Task statement:
Please retype the passage about the film's 1917 theater runs, everything from "Though the film" down to "16 to enter.", without changing a word.

Text provided:

Though the film had its debut on June 15, the American Film Institute states that the film was released in October. This conflicts with a claim from the Paris Theater in Denver, Colorado, found in the September 29 issue of Motography, where the film was said to be popular. The Paris Theater would also run into legal troubles over the films showing, a fact reported in the edition of October 6 of Motography. Newspaper accounts for a late October run begin in the San Francisco Chronicle with the Portola Theater debuting the film, originally for one week, starting on October 28, 1917. The film was popular enough to run a second week at the Portola. The film would be part of the vaudeville show at the Wigwam for four days starting on November 14. The film was suggested for mature audiences by the Portola Theater and the Wigwam Theater, both did not allow children under the age of 16 to enter.

Material shown:
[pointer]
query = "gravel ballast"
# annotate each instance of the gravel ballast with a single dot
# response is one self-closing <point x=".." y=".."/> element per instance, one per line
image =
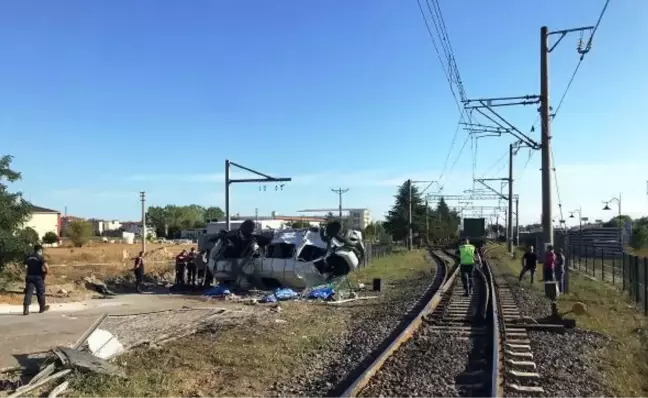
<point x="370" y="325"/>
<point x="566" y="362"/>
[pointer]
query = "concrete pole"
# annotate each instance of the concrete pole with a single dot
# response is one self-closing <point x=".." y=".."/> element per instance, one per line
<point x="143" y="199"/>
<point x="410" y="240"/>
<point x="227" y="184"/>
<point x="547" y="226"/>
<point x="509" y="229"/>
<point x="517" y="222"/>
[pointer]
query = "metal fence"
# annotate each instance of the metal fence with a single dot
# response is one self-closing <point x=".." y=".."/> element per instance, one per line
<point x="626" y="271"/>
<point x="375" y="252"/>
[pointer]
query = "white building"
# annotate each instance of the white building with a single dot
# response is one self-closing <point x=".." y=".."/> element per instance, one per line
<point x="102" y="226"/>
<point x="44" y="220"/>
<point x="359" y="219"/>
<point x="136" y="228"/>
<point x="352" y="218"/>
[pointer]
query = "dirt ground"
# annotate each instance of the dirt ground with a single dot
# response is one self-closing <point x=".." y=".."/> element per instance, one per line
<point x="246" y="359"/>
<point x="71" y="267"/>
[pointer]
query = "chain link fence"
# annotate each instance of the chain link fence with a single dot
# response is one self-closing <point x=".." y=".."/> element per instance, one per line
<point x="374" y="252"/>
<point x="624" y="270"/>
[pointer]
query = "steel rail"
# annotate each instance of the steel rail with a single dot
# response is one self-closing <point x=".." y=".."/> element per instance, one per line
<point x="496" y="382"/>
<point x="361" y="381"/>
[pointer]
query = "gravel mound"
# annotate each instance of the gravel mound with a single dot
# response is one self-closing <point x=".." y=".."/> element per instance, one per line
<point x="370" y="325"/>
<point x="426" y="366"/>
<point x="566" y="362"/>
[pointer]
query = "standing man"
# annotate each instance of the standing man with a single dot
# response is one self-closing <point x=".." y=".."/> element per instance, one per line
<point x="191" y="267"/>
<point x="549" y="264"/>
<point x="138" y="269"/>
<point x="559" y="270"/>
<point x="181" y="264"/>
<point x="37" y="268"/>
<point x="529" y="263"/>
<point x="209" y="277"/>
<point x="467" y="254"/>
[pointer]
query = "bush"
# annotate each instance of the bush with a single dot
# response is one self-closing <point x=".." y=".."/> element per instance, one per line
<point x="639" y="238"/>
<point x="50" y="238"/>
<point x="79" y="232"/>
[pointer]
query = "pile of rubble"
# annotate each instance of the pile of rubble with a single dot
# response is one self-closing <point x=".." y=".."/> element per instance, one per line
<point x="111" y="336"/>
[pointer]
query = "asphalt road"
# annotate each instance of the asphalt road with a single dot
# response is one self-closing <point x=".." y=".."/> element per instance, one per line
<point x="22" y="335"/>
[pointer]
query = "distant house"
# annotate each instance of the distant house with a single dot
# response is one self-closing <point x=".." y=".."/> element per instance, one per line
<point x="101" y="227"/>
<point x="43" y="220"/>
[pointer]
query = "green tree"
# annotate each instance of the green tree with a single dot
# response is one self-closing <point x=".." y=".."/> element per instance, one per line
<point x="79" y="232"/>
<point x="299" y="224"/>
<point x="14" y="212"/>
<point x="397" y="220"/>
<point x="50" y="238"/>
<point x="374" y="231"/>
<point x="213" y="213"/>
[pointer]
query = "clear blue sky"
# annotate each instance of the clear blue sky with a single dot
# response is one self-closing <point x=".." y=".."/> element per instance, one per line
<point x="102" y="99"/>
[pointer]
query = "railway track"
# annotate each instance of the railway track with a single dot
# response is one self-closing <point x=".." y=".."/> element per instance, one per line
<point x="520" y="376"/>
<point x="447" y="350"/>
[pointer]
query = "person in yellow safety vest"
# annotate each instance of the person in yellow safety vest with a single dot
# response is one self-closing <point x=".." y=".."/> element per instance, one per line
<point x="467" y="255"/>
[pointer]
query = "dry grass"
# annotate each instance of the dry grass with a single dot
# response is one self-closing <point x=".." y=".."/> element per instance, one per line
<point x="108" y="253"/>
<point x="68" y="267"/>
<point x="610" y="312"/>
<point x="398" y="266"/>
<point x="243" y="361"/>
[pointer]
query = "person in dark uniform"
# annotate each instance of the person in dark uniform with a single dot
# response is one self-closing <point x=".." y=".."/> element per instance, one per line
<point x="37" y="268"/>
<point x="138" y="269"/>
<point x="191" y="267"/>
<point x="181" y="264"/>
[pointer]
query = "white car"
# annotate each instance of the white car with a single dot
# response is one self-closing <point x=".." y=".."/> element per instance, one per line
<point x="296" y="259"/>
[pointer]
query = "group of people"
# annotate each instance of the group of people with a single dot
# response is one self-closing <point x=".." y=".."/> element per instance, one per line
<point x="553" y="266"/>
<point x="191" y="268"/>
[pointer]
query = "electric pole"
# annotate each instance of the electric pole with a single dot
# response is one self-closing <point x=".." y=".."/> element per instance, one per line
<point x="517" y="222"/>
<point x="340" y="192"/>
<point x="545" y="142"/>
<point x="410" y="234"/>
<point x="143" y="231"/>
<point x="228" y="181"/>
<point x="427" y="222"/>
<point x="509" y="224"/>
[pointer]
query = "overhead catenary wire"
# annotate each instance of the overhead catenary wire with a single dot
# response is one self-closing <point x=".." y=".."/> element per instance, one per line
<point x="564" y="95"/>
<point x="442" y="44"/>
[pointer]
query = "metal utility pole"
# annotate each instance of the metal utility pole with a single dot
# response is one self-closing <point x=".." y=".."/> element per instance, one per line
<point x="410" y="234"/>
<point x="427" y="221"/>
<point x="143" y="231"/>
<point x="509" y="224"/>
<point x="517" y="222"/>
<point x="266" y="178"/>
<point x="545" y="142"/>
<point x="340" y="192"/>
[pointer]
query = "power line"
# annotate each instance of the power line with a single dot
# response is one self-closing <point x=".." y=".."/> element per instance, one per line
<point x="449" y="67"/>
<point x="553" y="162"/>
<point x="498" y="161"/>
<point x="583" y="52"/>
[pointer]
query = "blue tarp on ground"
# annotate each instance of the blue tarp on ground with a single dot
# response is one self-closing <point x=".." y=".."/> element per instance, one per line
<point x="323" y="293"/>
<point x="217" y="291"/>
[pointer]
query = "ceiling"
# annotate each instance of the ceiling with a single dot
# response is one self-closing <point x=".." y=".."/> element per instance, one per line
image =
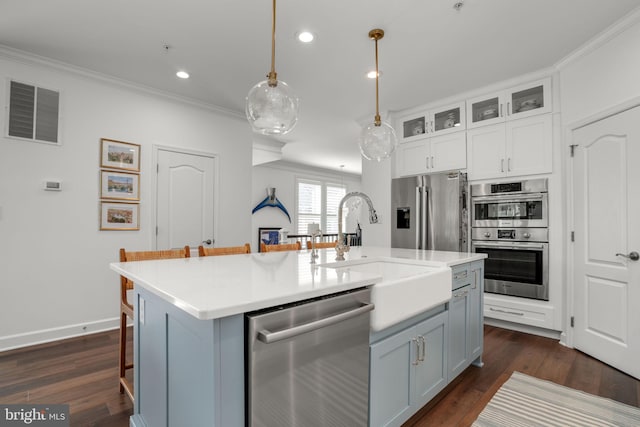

Written solution:
Though the film had its debut on June 15, the American Film Institute states that the film was released in October. This conflicts with a claim from the Paris Theater in Denver, Colorado, found in the September 29 issue of Motography, where the film was said to be popular. The Paris Theater would also run into legal troubles over the films showing, a fact reported in the edition of October 6 of Motography. Newspaper accounts for a late October run begin in the San Francisco Chronicle with the Portola Theater debuting the film, originally for one week, starting on October 28, 1917. The film was popular enough to run a second week at the Portola. The film would be part of the vaudeville show at the Wigwam for four days starting on November 14. The film was suggested for mature audiences by the Portola Theater and the Wigwam Theater, both did not allow children under the age of 16 to enter.